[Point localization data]

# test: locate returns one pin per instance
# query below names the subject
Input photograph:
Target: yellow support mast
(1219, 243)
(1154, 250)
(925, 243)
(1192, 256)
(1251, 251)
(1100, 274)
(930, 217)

**What you are asked to do**
Generate a verbatim printout of all the entries.

**Answer for this exercise**
# test: locate returns one pin per instance
# query below names the subject
Input photograph:
Target: yellow support mast
(1219, 243)
(1154, 250)
(925, 243)
(1192, 256)
(1251, 251)
(1100, 274)
(930, 217)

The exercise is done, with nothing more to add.